Fading in, fading out?
You feel it was only a little blow, well so you thought but hey! Do you now feel your relationship dissipate. Its stolen all your peace, ripped you off like quite literally: cant sleep, cant eat, cant concentrate. Things dont feel the same no more, you wanna fix it. ‘Fix’ you might have been able to, but no bridges left to walk on to reach them. All gone, swept off with the eroding trust. They said and did things that left scar in your heart. You feel like like a mess. No where, you are. All you probably wanna do is run. Surprise surprise, you do run the run. Run as fast as you can only to see you run back to them you shouldn’t be running to. You are frustrated, you feel so lost.
Hang on! Hold on! It happens, its only natural
Lets start with the happier side, good news- that is! Trust me you are NOT the only one. It sure happens. If not today it is bound to tomorrow. And if you are at the crossroads of life thinking the patterns repeat. Insecurity, displeasure, complete loss of faith, disappointments. Trust me this happens to each one of us, it has at some point. Some lucky haven’t had to face this. How many times, is a completely different story.

= = =

◆ **DIRECTIONS**:
**a)** Reproduce word for word the part of the post about a fading relationship that opens with the words containing "Fading in, fading" and closes with "feel so lost.".
**b)** According to the post about a fading relationship, what three things can the reader no longer do?
**c)** Write the next part of the post about a fading relationship, starting after its final sentence.

◆ **ITEMS**:
= = =

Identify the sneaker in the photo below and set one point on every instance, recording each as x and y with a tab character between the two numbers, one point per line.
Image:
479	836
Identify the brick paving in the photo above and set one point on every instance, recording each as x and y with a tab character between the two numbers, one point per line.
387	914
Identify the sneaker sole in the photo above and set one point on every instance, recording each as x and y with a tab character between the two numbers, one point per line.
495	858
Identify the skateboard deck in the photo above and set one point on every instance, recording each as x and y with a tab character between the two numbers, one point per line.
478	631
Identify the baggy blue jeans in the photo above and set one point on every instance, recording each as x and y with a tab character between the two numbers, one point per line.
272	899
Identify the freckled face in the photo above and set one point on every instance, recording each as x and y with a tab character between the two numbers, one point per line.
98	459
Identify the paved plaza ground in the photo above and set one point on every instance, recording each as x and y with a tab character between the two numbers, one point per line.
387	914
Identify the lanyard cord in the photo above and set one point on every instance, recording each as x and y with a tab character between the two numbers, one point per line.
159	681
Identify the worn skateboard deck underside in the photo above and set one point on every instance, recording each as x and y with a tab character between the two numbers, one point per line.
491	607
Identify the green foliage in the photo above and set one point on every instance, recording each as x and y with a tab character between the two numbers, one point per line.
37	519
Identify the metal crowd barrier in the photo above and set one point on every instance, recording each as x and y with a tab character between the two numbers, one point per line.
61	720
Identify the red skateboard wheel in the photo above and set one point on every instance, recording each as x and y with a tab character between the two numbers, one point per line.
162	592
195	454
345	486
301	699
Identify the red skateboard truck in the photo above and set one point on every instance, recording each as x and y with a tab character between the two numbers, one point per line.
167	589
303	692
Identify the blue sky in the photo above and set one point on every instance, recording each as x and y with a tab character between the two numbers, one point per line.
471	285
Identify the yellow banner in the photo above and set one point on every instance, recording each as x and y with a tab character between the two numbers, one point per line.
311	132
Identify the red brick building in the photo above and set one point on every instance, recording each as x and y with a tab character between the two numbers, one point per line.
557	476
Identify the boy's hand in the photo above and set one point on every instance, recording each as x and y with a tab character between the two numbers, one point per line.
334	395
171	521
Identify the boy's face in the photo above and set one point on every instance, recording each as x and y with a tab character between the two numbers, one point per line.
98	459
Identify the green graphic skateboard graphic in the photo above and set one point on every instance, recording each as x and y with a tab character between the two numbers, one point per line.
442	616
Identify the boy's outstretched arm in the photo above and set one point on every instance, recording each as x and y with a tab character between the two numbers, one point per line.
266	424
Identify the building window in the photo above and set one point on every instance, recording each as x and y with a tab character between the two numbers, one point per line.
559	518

= = =

◆ **ANSWERS TO THE TASKS**:
**a)**
Fading in, fading out?
You feel it was only a little blow, well so you thought but hey! Do you now feel your relationship dissipate. Its stolen all your peace, ripped you off like quite literally: cant sleep, cant eat, cant concentrate. Things dont feel the same no more, you wanna fix it. ‘Fix’ you might have been able to, but no bridges left to walk on to reach them. All gone, swept off with the eroding trust. They said and did things that left scar in your heart. You feel like like a mess. No where, you are. All you probably wanna do is run. Surprise surprise, you do run the run. Run as fast as you can only to see you run back to them you shouldn’t be running to. You are frustrated, you feel so lost.

**b)** Sleep, eat, and concentrate.

**c)**
- How many times have you been here before?
- Will this ever end?
- Is there something wrong with you?
- Or are you plainly a wrong judge?
- How do you invite THIS each time?
You gotta learn accepting, letting go
So you are probably stood there gazing almost into the nothingness, the whole time well aware of the mundane futile conversations you over hear from outside the window. Your spirits sag, in the least interested but you wanna keep busy, occupied.
You are possibly thinking
- What am I doing?
- Why am I doing this?
- What am I expecting?
- Where am I headed?
- Does this pronounce yet another fiasco of a relationship?
- Is’nt this enough for one lifetime worth of hurts?
- Can I handle anymore?
- Why the hell am I determined to take THIS further?
- Why? Especially so when its all crystal clear…
- What am I seeking? What am I after?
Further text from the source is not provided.